** Begin **

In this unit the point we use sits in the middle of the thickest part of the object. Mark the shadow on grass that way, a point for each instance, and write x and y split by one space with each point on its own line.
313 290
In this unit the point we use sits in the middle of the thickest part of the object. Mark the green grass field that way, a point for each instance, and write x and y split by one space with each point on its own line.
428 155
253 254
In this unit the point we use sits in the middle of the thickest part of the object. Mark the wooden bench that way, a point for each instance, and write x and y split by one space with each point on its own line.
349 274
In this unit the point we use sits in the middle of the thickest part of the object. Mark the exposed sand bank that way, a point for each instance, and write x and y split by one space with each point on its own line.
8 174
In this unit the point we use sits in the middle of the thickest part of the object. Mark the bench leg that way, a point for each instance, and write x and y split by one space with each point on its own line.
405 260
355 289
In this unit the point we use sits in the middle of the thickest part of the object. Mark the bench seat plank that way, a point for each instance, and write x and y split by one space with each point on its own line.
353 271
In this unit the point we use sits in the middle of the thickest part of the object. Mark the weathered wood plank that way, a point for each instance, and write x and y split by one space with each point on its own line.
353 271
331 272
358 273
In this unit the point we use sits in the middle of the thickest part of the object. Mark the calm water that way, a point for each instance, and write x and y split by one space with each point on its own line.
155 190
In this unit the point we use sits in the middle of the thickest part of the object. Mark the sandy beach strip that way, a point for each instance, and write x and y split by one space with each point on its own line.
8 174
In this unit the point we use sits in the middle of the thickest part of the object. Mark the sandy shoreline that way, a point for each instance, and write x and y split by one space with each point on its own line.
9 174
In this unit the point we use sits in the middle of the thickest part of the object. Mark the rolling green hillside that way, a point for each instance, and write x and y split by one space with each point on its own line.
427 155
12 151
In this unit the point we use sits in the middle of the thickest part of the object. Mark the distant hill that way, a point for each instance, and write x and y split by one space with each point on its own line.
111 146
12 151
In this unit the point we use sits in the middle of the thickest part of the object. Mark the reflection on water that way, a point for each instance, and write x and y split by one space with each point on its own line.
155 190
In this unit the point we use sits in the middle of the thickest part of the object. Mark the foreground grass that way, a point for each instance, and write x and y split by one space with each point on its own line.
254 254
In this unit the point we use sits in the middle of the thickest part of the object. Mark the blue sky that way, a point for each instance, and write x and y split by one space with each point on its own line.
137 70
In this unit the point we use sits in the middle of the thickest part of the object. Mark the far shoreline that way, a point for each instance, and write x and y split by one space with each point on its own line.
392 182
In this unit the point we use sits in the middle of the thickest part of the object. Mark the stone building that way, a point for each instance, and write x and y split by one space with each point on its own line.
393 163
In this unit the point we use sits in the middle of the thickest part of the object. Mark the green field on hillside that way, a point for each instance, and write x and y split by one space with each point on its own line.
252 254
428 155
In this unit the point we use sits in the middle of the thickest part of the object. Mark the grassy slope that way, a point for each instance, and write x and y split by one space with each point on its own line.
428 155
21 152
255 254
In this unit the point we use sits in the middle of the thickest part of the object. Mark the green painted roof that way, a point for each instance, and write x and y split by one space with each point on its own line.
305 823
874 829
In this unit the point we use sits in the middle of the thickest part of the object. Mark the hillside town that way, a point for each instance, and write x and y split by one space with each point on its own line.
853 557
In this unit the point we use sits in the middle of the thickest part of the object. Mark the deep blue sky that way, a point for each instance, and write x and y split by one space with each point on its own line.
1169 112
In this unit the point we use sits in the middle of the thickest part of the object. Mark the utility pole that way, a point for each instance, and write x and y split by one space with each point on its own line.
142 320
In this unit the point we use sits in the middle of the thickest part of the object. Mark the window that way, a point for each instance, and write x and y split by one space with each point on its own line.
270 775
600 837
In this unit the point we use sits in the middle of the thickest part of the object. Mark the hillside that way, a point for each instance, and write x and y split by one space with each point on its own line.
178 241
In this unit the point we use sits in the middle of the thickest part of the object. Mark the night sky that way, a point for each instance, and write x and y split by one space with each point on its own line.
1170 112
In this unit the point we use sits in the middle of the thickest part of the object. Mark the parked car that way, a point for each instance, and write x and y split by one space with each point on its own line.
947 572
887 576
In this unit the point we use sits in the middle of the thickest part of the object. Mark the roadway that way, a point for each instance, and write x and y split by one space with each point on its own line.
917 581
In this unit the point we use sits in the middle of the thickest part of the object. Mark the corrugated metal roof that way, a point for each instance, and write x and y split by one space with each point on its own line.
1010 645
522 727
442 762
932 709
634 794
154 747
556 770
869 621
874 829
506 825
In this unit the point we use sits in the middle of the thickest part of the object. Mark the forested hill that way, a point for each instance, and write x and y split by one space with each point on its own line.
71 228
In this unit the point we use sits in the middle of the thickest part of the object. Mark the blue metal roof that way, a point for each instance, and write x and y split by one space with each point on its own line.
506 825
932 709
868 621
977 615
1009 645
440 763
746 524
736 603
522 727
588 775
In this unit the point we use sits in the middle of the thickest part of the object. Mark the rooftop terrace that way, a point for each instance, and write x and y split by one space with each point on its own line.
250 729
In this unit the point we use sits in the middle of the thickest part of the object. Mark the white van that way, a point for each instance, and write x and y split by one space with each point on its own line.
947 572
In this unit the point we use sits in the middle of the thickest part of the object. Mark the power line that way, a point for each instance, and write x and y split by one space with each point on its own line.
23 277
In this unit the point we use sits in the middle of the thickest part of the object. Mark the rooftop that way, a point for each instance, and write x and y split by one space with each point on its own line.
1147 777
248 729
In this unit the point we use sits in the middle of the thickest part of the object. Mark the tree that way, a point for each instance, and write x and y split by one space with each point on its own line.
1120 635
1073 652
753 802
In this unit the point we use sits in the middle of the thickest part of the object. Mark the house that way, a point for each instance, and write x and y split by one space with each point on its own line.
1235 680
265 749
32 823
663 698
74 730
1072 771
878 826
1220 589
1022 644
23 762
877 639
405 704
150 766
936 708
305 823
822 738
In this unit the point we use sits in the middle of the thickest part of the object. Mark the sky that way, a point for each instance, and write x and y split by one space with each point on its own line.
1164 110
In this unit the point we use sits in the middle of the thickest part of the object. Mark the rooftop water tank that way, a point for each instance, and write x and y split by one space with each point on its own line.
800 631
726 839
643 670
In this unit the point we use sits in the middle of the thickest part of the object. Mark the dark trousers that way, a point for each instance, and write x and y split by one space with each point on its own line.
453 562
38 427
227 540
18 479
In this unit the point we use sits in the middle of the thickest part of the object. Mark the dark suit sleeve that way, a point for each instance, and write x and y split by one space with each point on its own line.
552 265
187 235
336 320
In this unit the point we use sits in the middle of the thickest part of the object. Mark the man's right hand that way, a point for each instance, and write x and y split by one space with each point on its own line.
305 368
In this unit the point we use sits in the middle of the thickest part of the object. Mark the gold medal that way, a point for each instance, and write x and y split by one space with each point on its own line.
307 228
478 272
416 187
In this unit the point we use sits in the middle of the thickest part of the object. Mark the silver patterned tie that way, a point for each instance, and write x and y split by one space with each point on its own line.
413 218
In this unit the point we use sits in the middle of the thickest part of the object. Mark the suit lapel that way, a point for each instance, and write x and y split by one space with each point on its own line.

** End **

GOAL.
Extract every entry in the listing word for word.

EXERCISE RESPONSE.
In this unit the point we use sits in the middle of the thickest part of the object. Mark the shadow on grass that way, a point for each instance, and write x and y split by one space with each point on its own line.
313 290
In this unit the point we use sits in the middle of the thickest part of the object. Mark the green grass field that way, a point for each instance, and write x and y split by one space with each point on its own line.
428 155
253 254
In this unit the point we use sits in the middle of the thickest part of the object. Mark the wooden bench that way, a point for each instance, and write x and y split by one space with each point on its own line.
349 274
In this unit the point we use sits in the middle of the thickest part of the object. Mark the exposed sand bank that way, a point for each instance, and write x and y split by one space with each point on its own line.
8 174
In this unit the point we use sits in the middle of the thickest part of the object. Mark the bench leg that way, a point for each instance, and write x and y split by one space with each point on its own line.
405 260
355 289
In this unit the point we use sits in the middle of the thickest part of the object. Mark the bench seat plank that way, a point for each instance, and write x and y split by one space with each point on its own line.
353 271
In this unit the point we use sits in the middle of the thickest part of the object. Mark the weathered wood plank that way, a point for each instance, and write x and y split by one space with each point on its own line.
353 271
331 272
358 273
In this unit the point we use sits in the middle of the thickest part of the object. Mark the calm water that way, a point for each instance, and write x and y split by one space with each point on its own line.
155 190
In this unit the point we use sits in the middle of the thickest part of the object. Mark the sandy beach strip that way, a point for each instance, and write x and y split by one space with each point on its own line.
8 174
In this unit the point we use sits in the middle of the thickest part of the object. Mark the sandy shoreline that way, a point for each instance, and write x and y split by one space with each point on its own line.
9 174
In this unit the point we use sits in the middle of the thickest part of the object. Mark the rolling green hillside that way, a point for each instance, and write x and y split by one space with each point on its own line.
427 155
12 151
In this unit the point we use sits in the middle of the thickest part of the object. Mark the distant hill that way, a point for each instance, and write x and y split by one space with each point on its own line.
111 146
12 151
In this unit the point we use sits in the middle of the thickest part of the object. Mark the reflection on water that way, a point for each instance, and write x and y split by one space with each point on its own line.
155 190
In this unit the point we use sits in the middle of the thickest part of the object. Mark the foreground grass that way, a point for each instance, and write x and y split by one space with each point on its own line.
254 254
In this unit the point we use sits in the middle of the thickest part of the object. Mark the blue sky that way, a point for each instance, and write x and y split by one space with each point on its own line.
137 70
In this unit the point we use sits in the middle of the thickest part of the object. Mark the far shoreline that way, a point for each instance, and write x and y split by one space with each point on its own line.
392 182
In this unit the point we use sits in the middle of the thickest part of the object. Mark the stone building that way, a point for each instance, and write x and y split by one space with each point on its own line.
393 163
In this unit the point we use sits in the middle of the thickest part of the object. Mark the green field on hillside that way, a point for each instance, and write x and y split by one space with each point on its own line.
252 254
428 155
In this unit the point we use sits in the middle of the thickest part of the object. Mark the grassy slope that way, a point for each instance, and write x and y split by one space with each point on its own line.
428 155
21 152
255 254
In this unit the point we use sits in the middle of the thickest part of the object. Mark the green painted roof that way, a point for each instance, and write x and y split by one space with each point on its own line.
305 823
874 829
In this unit the point we use sits in the middle of the thickest part of the object. Mark the hillside town that way, a point for each instance, and write x and y split by one space with each point on its own line.
853 557
In this unit the point we use sits in the middle of the thickest part of the object. Mark the deep blue sky that way, a point for each instance, and write x and y split by one space with each point on its own line.
1169 112
In this unit the point we use sits in the middle of the thickest part of the object. Mark the utility pole that way, a point for each instance, and write x and y split by one space with each point on its own line.
142 320
In this unit the point we use sits in the middle of the thickest part of the object. Mark the window that way, a point for each instance, and write x and y split by one space with each point on its own line.
270 775
600 837
In this unit the point we use sits in the middle of the thickest part of the object. Mark the hillside that way, a point for each instance, and write x and y split by one space with each point on its own line.
178 241
In this unit the point we use sits in the middle of the thickest part of the object. Mark the night sky that way, a point for each instance, and write x and y split by one space with each point on its own line.
1170 112
In this unit the point we use sits in the middle of the thickest part of the object. Mark the parked car that way, a point for each instance, and write x and y split by one space with each point on its own line.
947 572
887 576
In this unit the point we use sits in the middle of the thickest part of the object. Mark the roadway that way, a point for each instance, and write x and y split by one space with each point on its own line.
917 581
In this unit the point we use sits in the middle of the thickest part of the object. Mark the corrugated metal roof that way, a point for each instance, and write x and y split by one space with each point on its own line.
1010 645
522 727
442 762
932 709
634 794
154 747
556 770
869 621
874 829
506 825
In this unit the point we use sits in the middle of the thickest part of the object. Mark the forested hill that way, a point for each instance, and write x and y split by one space with each point on its own line.
71 228
In this unit the point we use sits in the middle of the thickest part of the object. Mark the blue metal roof that way, a point for each instance, and write x and y split by one space with each point on its own line.
506 825
932 709
868 621
977 615
1009 645
440 763
746 524
736 603
522 727
588 775
In this unit the point we use sits in the middle of the thickest part of the object. Mark the rooftop terrace that way, a point for each instance, and write x and y split by one space with each point on its own line.
250 729
In this unit the point we use sits in the middle of the thickest part of the object. Mark the white van that way, a point for each instance, and write x and y split by one space with each point on its own line.
947 572
In this unit the point we use sits in the middle of the thickest part of the object. Mark the power line that way, a point for each instance, and write x and y split by one space with each point on its own line.
23 277
In this unit the point we use sits in the middle of the thickest part of the object. Mark the rooftop that way, a point for each instance, and write x and y split by one space with each point on its own line.
1147 777
248 729
In this unit the point we use sits in the middle of the thickest part of the object. Mark the tree that way, a point for each instance, and write x and y split by one space with each point on its own line.
1120 635
1073 652
753 802
In this unit the point we use sits in the middle of the thickest part of the object. Mark the house that way, a point for each instance, and write x and y split by one space with each point on its own line.
1235 680
265 749
32 823
663 698
74 730
1072 771
878 826
1220 589
1022 644
23 762
877 639
405 704
150 766
936 708
305 823
822 738
In this unit the point we use sits in the middle of the thickest part of the object. Mark the sky that way, a point for each instance, and write x and y split by one space with each point on its own line.
1164 110
In this unit the point we use sits in the middle of the thickest part of the object. Mark the rooftop water tank that way, a point for each instance, and write x and y split by one space with each point on its own line.
800 631
726 839
643 670
In this unit the point we use sits in the middle of the thickest part of the object. Mark the dark trousers that way, a point for each instance, and write x and y split by one space with each point on its own line.
453 562
38 427
227 540
18 479
In this unit the point we use sits in the middle of the thickest part of the object. Mark the dark suit sleeve that way, a point for each instance, and write x and y split by one space with each point on its own line.
552 265
187 235
336 320
In this unit the point we use sits in the middle of the thickest part of the object. Mark the man's right hand that way, a point for each instance, and write x and y split by one space with each point on its own line.
305 368
In this unit the point we use sits in the middle of the thickest part of the object. Mark the gold medal that way, a point for each instance, and write x and y split by one space with each point on its own line.
307 228
478 272
416 187
In this unit the point we use sits in the middle of the thickest part of the object. Mark the silver patterned tie that way, a point for each instance, and write x and y split by one space with each point on its own line.
413 218
In this unit the point we use sits in the middle of the thickest part of the object. Mark the suit lapel that way, a point for each instance, and write x and y split by one space with each point on its own line.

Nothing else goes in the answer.